EXERCISE GOAL
Reproduce only this part of the listing: the line with "Mark every instance of the pitched", plus every line after it through the last.

MATERIAL FOR THIS EXERCISE

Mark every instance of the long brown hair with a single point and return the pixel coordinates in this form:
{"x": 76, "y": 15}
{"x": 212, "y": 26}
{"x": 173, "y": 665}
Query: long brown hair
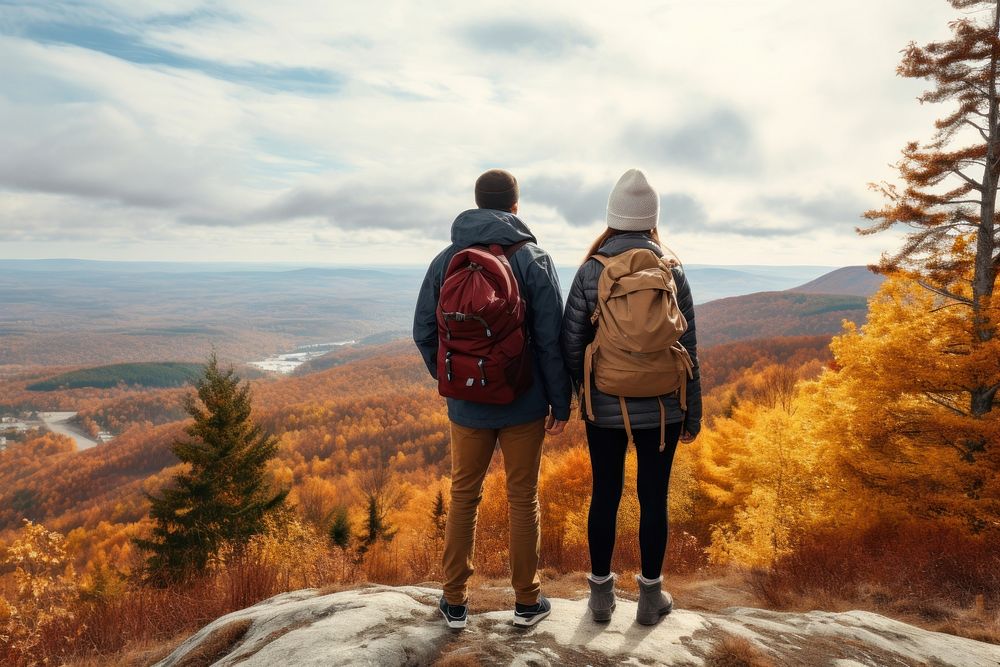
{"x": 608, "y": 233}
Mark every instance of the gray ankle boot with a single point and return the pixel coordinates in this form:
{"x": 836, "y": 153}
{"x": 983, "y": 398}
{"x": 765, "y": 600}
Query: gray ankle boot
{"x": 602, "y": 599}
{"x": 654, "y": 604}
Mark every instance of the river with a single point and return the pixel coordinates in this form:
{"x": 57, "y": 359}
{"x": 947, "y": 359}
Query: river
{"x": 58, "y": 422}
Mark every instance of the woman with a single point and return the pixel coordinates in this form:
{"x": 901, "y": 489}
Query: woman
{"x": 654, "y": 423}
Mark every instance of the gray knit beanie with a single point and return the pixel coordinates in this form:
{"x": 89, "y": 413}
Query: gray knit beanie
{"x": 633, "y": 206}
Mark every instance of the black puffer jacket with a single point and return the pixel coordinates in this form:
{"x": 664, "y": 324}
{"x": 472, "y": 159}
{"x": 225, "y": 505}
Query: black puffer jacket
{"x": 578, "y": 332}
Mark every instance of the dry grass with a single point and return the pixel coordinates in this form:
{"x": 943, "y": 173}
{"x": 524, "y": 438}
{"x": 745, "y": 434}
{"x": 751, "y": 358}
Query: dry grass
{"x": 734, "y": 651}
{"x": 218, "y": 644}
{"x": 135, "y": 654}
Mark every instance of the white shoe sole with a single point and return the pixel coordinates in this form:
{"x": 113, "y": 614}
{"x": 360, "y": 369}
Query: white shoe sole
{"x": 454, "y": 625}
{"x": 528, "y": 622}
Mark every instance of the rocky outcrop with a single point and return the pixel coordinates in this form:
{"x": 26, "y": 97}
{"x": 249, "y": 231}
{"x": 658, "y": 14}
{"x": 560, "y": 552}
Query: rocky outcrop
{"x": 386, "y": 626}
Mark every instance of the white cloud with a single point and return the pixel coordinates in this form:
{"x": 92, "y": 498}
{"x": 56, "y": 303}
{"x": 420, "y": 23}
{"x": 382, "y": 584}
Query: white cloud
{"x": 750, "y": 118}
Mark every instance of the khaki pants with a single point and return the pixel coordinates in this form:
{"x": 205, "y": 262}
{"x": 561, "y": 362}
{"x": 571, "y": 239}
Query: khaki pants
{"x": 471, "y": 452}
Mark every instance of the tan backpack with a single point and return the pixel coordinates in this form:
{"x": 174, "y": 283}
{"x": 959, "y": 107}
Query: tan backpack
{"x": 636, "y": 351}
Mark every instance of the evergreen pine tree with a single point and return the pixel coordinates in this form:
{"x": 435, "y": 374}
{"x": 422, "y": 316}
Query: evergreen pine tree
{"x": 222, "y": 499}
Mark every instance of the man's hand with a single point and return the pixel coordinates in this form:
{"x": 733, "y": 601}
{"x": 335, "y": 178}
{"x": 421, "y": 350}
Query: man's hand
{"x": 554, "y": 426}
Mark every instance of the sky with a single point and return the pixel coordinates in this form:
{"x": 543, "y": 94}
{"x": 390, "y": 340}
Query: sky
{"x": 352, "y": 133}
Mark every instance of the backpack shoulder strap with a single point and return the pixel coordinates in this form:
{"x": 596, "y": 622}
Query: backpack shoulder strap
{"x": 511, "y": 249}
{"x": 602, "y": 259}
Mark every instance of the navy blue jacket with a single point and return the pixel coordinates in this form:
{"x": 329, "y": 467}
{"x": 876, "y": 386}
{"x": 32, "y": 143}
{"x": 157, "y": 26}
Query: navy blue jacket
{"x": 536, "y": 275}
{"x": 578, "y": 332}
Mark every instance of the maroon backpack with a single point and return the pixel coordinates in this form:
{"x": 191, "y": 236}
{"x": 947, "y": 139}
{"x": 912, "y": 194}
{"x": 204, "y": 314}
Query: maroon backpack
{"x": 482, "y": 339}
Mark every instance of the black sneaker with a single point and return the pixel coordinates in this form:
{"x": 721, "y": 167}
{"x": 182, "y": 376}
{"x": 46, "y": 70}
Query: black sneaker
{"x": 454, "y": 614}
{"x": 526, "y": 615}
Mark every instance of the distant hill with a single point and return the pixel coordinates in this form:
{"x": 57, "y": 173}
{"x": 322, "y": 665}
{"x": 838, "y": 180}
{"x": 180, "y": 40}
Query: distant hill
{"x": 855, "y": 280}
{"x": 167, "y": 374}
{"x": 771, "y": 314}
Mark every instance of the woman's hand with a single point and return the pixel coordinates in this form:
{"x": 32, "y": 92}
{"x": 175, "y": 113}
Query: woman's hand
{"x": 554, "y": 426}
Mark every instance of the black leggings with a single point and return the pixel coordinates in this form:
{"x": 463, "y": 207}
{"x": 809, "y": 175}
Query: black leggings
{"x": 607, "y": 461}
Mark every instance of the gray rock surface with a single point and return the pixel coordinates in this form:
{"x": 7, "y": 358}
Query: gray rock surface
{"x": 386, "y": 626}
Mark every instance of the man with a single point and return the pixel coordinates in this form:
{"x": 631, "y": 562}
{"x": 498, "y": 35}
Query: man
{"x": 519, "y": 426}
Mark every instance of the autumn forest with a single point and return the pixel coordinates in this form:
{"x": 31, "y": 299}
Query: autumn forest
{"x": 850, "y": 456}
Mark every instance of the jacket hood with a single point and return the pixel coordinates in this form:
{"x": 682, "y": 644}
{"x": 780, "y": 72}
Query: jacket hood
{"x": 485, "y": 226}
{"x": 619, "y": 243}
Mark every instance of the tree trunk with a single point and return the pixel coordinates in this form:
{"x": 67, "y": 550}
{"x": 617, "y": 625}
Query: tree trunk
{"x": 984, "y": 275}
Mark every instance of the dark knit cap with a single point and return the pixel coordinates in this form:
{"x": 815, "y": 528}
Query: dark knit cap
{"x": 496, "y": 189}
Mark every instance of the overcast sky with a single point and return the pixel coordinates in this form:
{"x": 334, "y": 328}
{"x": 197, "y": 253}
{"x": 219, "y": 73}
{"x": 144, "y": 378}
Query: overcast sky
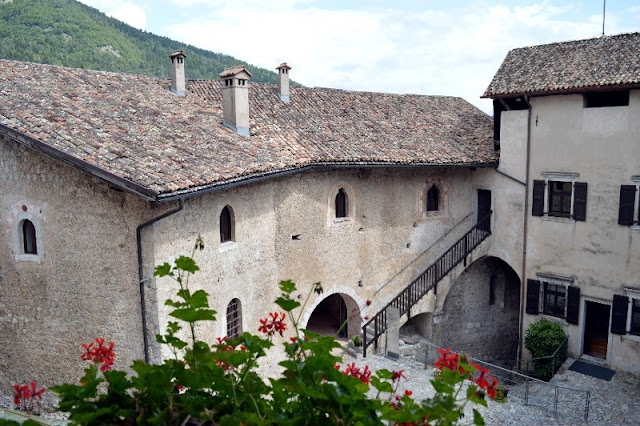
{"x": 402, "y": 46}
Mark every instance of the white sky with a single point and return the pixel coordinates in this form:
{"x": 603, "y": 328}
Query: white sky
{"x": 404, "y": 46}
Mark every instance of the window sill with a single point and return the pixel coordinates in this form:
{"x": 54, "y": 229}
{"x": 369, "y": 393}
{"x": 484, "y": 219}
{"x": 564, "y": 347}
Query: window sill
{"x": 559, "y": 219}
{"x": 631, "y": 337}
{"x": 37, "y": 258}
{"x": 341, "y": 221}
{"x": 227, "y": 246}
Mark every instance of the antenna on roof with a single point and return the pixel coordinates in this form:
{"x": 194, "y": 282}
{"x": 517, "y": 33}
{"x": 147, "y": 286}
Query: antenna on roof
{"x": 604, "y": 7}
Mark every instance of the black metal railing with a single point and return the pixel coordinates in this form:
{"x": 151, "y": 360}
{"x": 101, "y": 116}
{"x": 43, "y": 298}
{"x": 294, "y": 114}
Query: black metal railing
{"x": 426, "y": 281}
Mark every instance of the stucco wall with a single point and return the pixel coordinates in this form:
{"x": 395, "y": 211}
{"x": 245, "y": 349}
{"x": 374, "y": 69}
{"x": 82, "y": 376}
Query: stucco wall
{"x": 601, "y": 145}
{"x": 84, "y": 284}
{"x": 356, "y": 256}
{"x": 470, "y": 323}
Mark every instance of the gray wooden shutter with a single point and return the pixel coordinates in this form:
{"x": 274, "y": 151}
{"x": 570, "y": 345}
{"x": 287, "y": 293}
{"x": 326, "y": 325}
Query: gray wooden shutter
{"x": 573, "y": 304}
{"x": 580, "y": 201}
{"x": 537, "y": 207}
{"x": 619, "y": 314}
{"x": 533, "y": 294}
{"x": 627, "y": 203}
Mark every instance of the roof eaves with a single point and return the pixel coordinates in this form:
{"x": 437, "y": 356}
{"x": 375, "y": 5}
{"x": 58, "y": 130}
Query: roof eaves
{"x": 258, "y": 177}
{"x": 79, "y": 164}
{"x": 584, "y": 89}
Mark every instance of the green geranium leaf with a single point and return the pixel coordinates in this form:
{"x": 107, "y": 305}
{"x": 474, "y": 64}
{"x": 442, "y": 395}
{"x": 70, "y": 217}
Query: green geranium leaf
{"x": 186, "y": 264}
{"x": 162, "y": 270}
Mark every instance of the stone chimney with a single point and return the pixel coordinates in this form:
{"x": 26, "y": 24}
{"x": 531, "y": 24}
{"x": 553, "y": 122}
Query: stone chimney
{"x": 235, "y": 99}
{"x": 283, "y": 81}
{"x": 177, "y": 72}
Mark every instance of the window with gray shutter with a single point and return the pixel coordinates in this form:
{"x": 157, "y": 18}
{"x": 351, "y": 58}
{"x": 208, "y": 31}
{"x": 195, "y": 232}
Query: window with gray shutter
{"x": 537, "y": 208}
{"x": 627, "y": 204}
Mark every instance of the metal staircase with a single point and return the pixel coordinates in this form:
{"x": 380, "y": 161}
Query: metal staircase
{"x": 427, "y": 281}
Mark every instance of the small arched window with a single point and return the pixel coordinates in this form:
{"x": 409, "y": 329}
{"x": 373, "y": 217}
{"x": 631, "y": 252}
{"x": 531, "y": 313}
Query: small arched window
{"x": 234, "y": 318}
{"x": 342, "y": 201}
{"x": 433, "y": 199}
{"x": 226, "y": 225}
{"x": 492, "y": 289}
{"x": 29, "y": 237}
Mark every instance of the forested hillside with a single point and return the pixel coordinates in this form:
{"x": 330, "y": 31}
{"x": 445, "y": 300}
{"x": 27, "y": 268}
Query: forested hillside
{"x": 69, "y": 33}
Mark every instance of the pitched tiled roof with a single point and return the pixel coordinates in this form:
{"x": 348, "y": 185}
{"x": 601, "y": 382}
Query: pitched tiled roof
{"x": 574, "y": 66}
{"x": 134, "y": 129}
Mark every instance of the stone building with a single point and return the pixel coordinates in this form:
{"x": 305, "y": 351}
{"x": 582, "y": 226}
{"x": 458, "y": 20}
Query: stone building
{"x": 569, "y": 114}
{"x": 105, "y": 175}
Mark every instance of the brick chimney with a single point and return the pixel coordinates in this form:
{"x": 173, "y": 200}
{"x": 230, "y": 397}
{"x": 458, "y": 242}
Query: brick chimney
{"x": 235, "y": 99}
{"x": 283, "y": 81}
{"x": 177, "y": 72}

THE REPLY
Mark every instance of the pitched tiled roof with a single point and return the pixel coordinates in this form:
{"x": 348, "y": 185}
{"x": 601, "y": 382}
Query: pitched tiled roof
{"x": 574, "y": 66}
{"x": 134, "y": 129}
Mark every instance of the stone building with a single point and return the pixel coordinates in this form:
{"x": 305, "y": 351}
{"x": 582, "y": 226}
{"x": 458, "y": 20}
Query: stone building
{"x": 569, "y": 114}
{"x": 105, "y": 175}
Mark every instance of the brick chimney with a single point and return the pixel coordinates in this form:
{"x": 173, "y": 200}
{"x": 230, "y": 397}
{"x": 458, "y": 242}
Query: brick chimney
{"x": 235, "y": 99}
{"x": 283, "y": 81}
{"x": 177, "y": 72}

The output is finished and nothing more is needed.